## Directions
Rewrite the data from the line containing "written like (410,77)." down to the end, changing "glass facade" to "glass front" and keeping everything else the same.

## Entries shown
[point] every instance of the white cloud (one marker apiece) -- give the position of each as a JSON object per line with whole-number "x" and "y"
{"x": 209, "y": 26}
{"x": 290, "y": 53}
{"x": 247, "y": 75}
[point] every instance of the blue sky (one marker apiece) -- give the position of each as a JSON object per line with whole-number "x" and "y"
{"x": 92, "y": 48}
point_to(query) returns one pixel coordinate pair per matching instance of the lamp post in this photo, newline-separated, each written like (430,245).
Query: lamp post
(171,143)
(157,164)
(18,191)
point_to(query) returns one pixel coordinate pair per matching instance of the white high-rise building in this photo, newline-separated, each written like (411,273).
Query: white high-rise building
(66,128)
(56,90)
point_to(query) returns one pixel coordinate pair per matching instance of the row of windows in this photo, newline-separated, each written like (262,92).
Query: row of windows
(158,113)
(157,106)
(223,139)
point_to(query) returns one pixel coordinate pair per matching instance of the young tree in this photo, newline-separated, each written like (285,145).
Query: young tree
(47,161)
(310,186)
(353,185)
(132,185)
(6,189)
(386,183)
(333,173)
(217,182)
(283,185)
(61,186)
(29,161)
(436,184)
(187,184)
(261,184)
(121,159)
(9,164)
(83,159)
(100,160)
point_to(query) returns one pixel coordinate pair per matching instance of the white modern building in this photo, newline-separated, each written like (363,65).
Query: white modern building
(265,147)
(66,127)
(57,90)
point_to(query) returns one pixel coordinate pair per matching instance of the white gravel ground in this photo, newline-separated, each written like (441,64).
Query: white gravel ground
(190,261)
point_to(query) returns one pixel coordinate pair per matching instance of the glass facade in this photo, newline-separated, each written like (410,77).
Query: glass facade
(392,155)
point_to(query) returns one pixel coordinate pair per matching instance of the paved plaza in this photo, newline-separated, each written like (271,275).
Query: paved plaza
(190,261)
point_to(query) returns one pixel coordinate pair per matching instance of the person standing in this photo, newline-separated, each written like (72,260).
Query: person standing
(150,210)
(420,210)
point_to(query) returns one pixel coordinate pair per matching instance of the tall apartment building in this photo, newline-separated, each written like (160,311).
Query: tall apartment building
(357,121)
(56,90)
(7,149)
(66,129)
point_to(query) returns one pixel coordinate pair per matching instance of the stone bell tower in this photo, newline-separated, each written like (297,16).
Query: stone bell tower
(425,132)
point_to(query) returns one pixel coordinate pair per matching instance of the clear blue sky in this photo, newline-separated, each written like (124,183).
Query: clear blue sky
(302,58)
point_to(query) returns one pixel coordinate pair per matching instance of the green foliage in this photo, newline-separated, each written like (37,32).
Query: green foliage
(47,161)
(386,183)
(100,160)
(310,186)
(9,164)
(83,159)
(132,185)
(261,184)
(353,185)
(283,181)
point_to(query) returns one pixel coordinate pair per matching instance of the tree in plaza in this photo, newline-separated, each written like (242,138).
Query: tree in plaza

## In response
point_to(query) returns one pixel coordinate pair per matching instance of the glass front in this photo, newline-separated, each written like (410,77).
Query: glass front
(392,155)
point_to(query) returns one pixel coordinate pair per matching instance of the paved plaza in this photo, newline-separated, each written like (271,275).
Query: paved plaza
(190,261)
point_to(query) returns one pixel coordinate pair per matching instance of the person standing in this photo, newline-separated, each written like (72,260).
Query: person standing
(150,210)
(420,210)
point_to(query) returns one pixel coordinate pair per matching instance of the tall apartment building in this photo, newline-separated, each written like (160,311).
Query: tall apartment building
(357,121)
(56,90)
(7,149)
(66,129)
point_to(query) returns one pixel coordinate pair per matching instance of the stone bell tower in this photo, newline-separated, each written like (297,16).
Query: stone bell tower
(425,132)
point_to(query) returns one pixel coordinate pair per matching instance of the clear blue sky in this photo, newline-separated, each written like (124,183).
Query: clear blue sky
(302,58)
point_to(query) returns one pixel coordinate pair per matching instance of the green foliage in this photo, newline-separated, each written like (37,32).
Query: green foliage
(47,161)
(386,183)
(100,160)
(310,186)
(9,164)
(83,159)
(132,185)
(261,184)
(353,185)
(283,181)
point_to(query) returns one pixel coordinate pair per matching instance of the tree in plaza in this photo, newline-separated, each written like (242,138).
Query: tree in plaza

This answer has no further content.